- [WORK TO DO]
Write the next part of the menswear blog posts below, picking up after their final sentence.

- [SELECTED EXCERPT]
Wednesday, June 29, 2016

Know Your Sources

Came across this priceless old Die, Workwear! post the other day which reminded me to always be wary of a someone who never has anything negative to say about anything. When a site puts out nothing about products but glowing praise you may want to question why that is. At the very least, it should give you pause.


And that reminds me:

Don't buy a Filson watch. They're made by Shinola, a venture capital-purchased brand name that has managed to convince a fair number of people (including some watch sites I really like) that they resurrected industry in the city of Detroit out of the goodness of their hearts and that their watches should somehow cost close to what they do (it shouldn't need to be said that I wouldn't recommend a Shinola watch either). It's disappointing that Filson, with their actual hard-earned reputation for quality products at a fair price, either bought into that cult of nonsense or decided they just didn't care and wanted to cash in.

See my post here about why Shinola isn't what they pretend to be. There are plenty more around the net if you need a second opinion. Or a third.

Monday, June 20, 2016

Mr. Porter Sale Hits 70% Off


...and the site crashed immediately. Looks like some great deals to be had based on the page loading 1 out of every 20 times and then crashing again (around 2 AM).

I'd imagine this should be worked out in the next few hours, but trying to decide if sleep > deals is sometimes a tough nut to crack. #firstworldmenswearproblems. Prior picks here.

Mr. Porter Sale

 
**Update 4 AM: Most site functionality for browsing/adding products restored, but the shopping cart often gives an error if you try to modify it. By trial and error combined with rote stubbornness I was able to finally check out this Kapital Denim Peacoat at 70% off. If this was anything but the Mr. Porter sale or the Unionmade Archive sale, perhaps, I would have been asleep long ago. Turns out deals > sleep.

**Looks like everything is back in working order. Further discounts likely coming in the next week or two, and stock should be shifting pretty much continually during this time, so this is a good time to really keep on top of an item you really want, even if it's not in stock right now. There's a reason this is possibly the best semi-annual sale out there, bar none.

**Update 6/23 - Got the Kapital Peacoat in the mail today, which I ordered in two sizes to make sure I sized correctly. It's awesome - I'll be sending the Size 3 back, which fits on the smaller side of US small. So if you're around ~145 lbs or less, keep your eyes open in a couple days. Otherwise, look for some impressions or a full review here sometime in the future.

Sunday, June 19, 2016

Baird McNutt - Not Just a Great Name for a Porn Star (+ J. Crew Sale Picks)

Baird McNutt for J. Crew

Baird McNutt has been making fine Irish linen for over a century out of County Donegal, first exclusively with handkerchiefs and then moving on to apparel production in the 1960's. Lately, I've been seeing their linen everywhere. Aliotsy at ThisFits.me wrote a post featuring some Lands End "Around the World" premium dress shirts a few months ago that included some Baird McNutt linen, and Jomers just dropped their ultra-hyped chinos in four Baird McNutt linen/cotten blends this past week (which sold out in seconds as usual).

- [EXCERPTED DATA]
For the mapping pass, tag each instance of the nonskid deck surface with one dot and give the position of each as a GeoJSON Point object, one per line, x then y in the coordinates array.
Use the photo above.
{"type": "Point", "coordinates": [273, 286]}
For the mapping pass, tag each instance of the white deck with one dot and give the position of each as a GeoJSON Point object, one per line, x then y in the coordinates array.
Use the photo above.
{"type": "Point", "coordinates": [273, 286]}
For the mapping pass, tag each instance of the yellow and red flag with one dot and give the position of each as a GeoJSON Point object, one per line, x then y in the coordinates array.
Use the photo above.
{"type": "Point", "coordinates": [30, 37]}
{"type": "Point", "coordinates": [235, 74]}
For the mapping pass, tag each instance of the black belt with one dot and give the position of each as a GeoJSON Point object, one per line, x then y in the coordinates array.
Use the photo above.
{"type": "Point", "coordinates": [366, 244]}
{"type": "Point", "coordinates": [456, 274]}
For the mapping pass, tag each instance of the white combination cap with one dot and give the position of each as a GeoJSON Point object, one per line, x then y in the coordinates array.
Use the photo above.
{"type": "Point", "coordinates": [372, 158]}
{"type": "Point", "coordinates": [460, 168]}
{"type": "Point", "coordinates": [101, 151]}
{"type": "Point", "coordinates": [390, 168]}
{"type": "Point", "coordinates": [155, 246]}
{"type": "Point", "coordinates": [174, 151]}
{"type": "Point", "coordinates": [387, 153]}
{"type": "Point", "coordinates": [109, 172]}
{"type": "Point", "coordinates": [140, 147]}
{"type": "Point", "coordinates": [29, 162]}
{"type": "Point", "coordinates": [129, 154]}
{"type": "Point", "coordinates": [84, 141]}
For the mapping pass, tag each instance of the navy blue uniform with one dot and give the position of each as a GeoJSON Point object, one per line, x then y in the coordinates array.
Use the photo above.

- [THE REPLY]
J. Crew has a lot of great Baird McNutt linen pieces on sale right now, most within the approximately $30-40 price range depending on the extra % promotion. In particular, the delave/faded fabrics have a ton of depth and a wonderful slubbiness to the fabric that is fantastic in person. There seems to be quite a selection in most sizes at the moment, which is surprising to me considering how much more compelling I find this to be compared to normal run-of-the-mill J. Crew fare. Honestly, it's the first time I've been really excited about something at J. Crew for a while.

You can find the Baird McNutt selection here on J. Crew's site, with  sale items currently running at an extra 40% off with code summer - otherwise just search for "Irish linen." *Update 6/20 - still 40% off, but under a different code (listed at top of J. Crew page).

Some of my favorites below (most of which I bought myself, unless otherwise noted). Prices include online 40% off/in-store 50% off. Embrace the wrinkles.

Irish Linen Naval Popover - $53.99/$44.99

One of the more unique pieces available, a nice take on WWII naval deck smocks done in navy linen with tons of great little details - buttoning stand collar, front flap pockets, drawstring hem. Take your normal size in this. If you prefer a different version, there's a white cotton (not Baird) horizontal striped version that also caught my eye on the sale rack.


End Clothing Summer Sale

I'd be negligent if I didn't mention the summer sale currently in full swing at End Clothing right now, which has a lot of solid deals and quality stock at the moment. Free shipping starts at $250 USD, but FedEx priority shipping for orders under $250 are surprisingly cheap to the US at $11.95. It's unclear if there's going to be an extra __% off discount later, though searching some previous sale announcements it has been known to happen sporadically. Note also that the duty limit was increased this year from $200 to $800 in the US, which also removes a barrier that's traditionally been a nebulous threat of possible additional charges to consider.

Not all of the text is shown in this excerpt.